■ Data listing:
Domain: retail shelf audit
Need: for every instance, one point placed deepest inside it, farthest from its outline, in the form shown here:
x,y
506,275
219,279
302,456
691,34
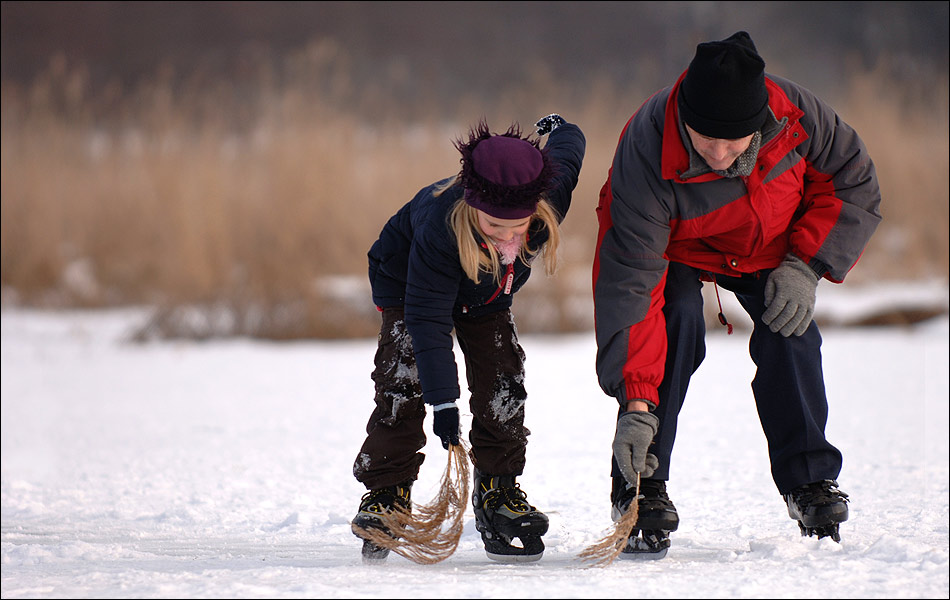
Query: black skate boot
---
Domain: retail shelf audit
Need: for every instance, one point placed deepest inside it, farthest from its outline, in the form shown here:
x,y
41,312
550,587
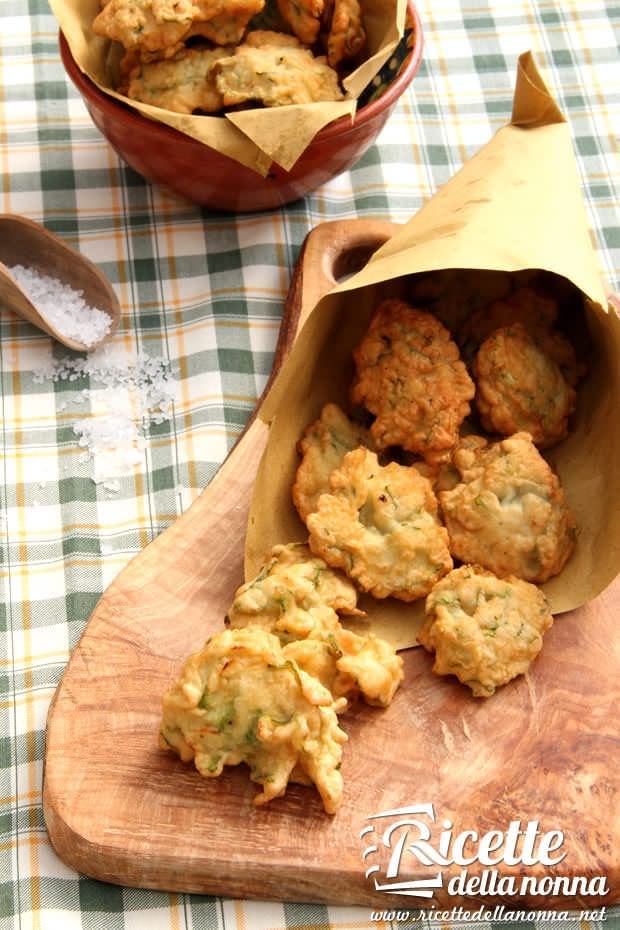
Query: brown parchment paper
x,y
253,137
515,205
* * *
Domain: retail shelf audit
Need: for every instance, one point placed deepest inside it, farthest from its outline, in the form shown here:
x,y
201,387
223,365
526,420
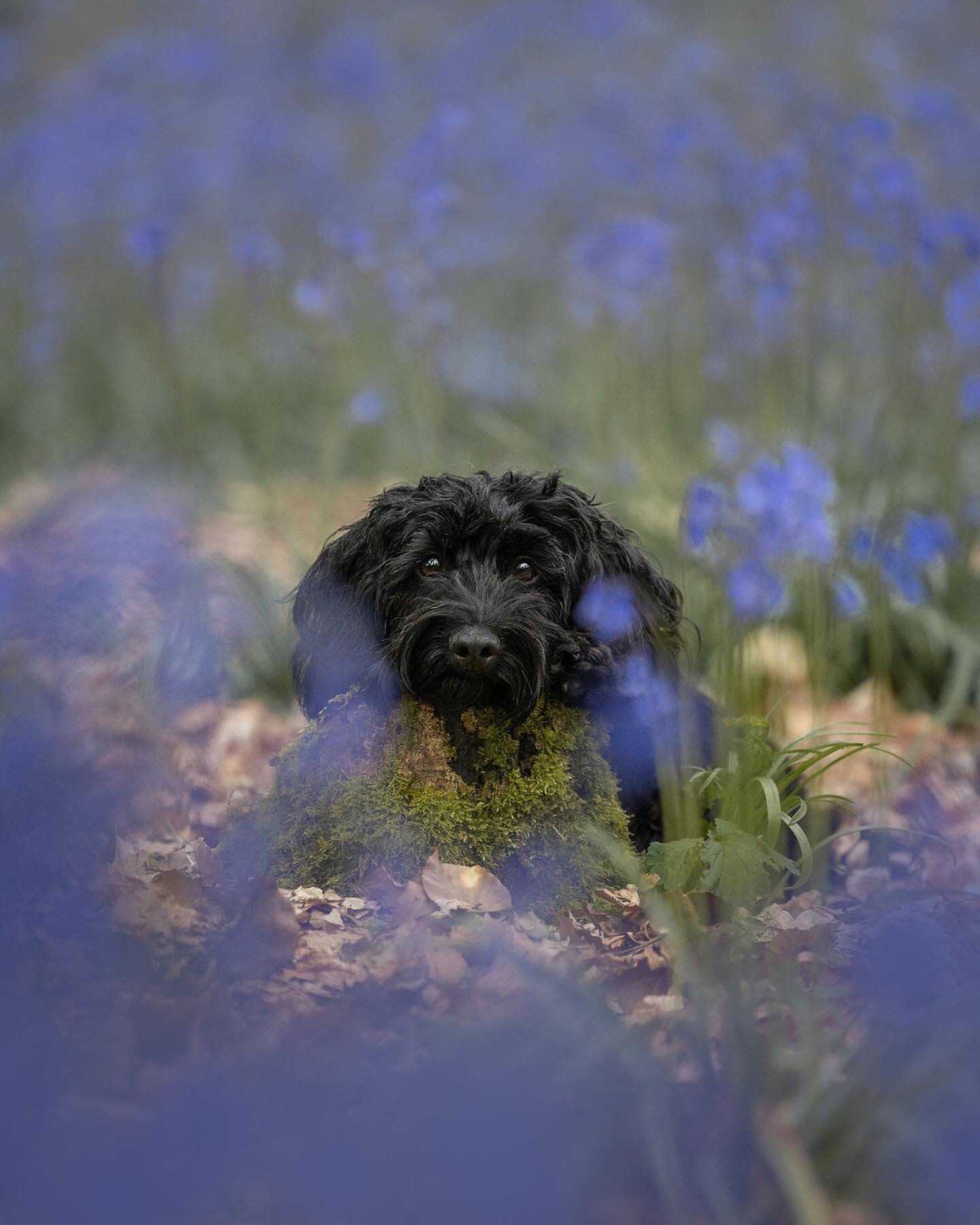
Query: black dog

■ EXERCISE DIRECTIONS:
Count the lines in the listing above that contain the word "black", and give only that number.

■ ANSWER IN FULL:
2